◆ **What you need to do**:
A) Answer these questions about the snowboarding forum thread:
(i) Which two places does the poster have in mind for the trip?
(ii) Where did the poster's husband live as a kid?
(iii) What date appears on the Guest post?
B) Copy the part of the snowboarding forum thread that begins at the words "3. Most places" and stops after "greatly appreciated. THANKS!!".
C) Write the next part of the snowboarding forum thread, starting right after the last line shown.

◆ **Document section**:
* * *

# So I pretty much know nothing about snowboarding and need some help



## Guest (Jun 4, 2009)

Hey everyone! I'm trying to plane a trip for my husband and I and we would both LOVE to go snowboarding. He lived in Colorado when he was a kid but he never got to try it out and well...I've never even seen snow. So I was wondering if you guys could help me out in planning this trip. I need advice on EVERYTHING. Here's the biggest things that stand out;

1. I have two places in mind, Colorado and Utah...any suggestions?
2. What kind of gear should I buy? That includes jackets, boots and such (like I said, I've never been anywhere near snow)
3. Most places rent snow boards right? 

I dunno...that's pretty much all the questions that I can think of but all other information is greatly appreciated. THANKS!!


----------



## Kanilas (Mar 28, 2009)

* * *

◆ **Material**:
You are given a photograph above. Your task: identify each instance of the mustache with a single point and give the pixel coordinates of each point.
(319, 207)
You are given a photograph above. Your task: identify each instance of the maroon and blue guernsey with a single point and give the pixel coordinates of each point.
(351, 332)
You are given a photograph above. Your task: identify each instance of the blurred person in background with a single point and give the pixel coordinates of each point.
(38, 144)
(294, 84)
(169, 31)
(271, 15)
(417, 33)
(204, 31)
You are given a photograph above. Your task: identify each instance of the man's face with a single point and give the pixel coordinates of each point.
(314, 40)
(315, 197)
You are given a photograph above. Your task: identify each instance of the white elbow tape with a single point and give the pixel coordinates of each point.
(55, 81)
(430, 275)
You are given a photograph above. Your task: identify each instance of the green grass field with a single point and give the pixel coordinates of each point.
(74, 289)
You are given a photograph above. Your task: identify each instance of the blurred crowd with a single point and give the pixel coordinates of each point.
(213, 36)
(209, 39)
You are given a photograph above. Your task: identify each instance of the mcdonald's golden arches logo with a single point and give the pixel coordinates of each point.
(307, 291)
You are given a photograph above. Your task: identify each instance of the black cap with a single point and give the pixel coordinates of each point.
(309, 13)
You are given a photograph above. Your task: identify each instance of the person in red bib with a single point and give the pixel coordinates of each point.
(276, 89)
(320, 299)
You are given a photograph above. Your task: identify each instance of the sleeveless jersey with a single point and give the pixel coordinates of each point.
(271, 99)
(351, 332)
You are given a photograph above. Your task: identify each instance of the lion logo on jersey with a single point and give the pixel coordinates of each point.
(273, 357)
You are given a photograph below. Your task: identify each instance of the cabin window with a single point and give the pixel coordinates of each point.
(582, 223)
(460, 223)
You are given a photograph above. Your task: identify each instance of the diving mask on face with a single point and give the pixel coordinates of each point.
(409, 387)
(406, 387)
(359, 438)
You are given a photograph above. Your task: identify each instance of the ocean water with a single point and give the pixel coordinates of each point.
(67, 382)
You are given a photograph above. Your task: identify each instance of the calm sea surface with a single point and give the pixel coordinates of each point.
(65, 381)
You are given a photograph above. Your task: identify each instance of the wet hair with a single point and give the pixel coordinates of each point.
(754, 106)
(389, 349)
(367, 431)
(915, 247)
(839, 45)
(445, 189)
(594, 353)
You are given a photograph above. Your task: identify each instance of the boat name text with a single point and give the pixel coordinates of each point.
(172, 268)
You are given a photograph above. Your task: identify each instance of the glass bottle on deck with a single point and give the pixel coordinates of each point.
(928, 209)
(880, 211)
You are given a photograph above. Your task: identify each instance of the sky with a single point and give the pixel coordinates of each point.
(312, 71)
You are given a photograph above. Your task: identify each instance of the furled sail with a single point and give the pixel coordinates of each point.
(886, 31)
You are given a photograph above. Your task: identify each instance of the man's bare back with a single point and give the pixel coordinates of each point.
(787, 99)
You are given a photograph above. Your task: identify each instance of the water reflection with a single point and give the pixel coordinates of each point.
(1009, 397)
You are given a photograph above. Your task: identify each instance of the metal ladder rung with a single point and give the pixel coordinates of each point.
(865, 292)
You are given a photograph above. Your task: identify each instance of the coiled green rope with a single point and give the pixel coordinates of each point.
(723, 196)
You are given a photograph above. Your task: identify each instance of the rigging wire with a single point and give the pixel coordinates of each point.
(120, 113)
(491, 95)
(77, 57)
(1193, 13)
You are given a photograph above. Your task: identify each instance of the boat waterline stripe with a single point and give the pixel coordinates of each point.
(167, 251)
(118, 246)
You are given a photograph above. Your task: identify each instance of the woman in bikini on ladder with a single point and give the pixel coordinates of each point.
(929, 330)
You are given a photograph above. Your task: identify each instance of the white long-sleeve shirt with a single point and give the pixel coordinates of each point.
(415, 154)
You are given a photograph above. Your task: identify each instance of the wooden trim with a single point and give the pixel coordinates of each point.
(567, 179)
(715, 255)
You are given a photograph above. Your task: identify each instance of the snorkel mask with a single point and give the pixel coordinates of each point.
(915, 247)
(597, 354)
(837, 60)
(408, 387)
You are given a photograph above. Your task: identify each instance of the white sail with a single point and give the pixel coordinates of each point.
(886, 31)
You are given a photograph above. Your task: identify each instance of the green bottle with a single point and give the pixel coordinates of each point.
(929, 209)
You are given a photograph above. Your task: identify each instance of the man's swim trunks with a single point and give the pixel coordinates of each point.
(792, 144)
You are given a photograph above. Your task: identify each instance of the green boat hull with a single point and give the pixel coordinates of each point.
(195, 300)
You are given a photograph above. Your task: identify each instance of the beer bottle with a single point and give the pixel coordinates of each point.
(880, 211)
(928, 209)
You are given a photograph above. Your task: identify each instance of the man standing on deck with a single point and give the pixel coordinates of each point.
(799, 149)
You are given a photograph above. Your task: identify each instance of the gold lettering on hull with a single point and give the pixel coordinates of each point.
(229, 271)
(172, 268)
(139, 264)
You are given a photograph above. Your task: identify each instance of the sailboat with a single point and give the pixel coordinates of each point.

* * *

◆ **Responses**:
A)
(i) Colorado and Utah
(ii) Colorado
(iii) Jun 4, 2009

B)
3. Most places rent snow boards right? 

I dunno...that's pretty much all the questions that I can think of but all other information is greatly appreciated. THANKS!!

C)
Well, I can't help you with number 1, but for number 2, it depends on when you want to go. If you're going in the early winter, or right after fallen snow, you'll want a warmer, waterproof jacket. Spring snowboarding you can get by with a water resistant wind breaker. No matter when you go I'd reccomend a good pair of waterproof pants, (your first time, you WILL fall a lot, everyone who's ever snowboarded does) There's another thread on the Gen Equipment Talk about the meanings of the waterproof ratings. Get a good pair of gloves, and goggles as well. The goggles don't have to be top of the line, nor do the gloves, but don't get the cheapest ones either. The expensive ones are overkill, and cheap will leave you cold. Everywhere I've been to, even my little loca mountain, rents boards. Also, explore the option of renting in-town near the resort, they can be cheaper, in some cases by up to $15 a day. Every places has it's standard boots-board-bindings package.

I never took lessons learning, I just tumbled down the hill until I picked it up. However, that's how I learn best. I signed my sister up for lessons the time I took her, andshe learned a lot from it, the instructor helped her progress and helped her weak areas.

Before you go, read these two threads, it covers basic mountain stuff, like the chairlift, and how to turn, so that your first time will be MUCH more enjoyable, and you won't feel so lost.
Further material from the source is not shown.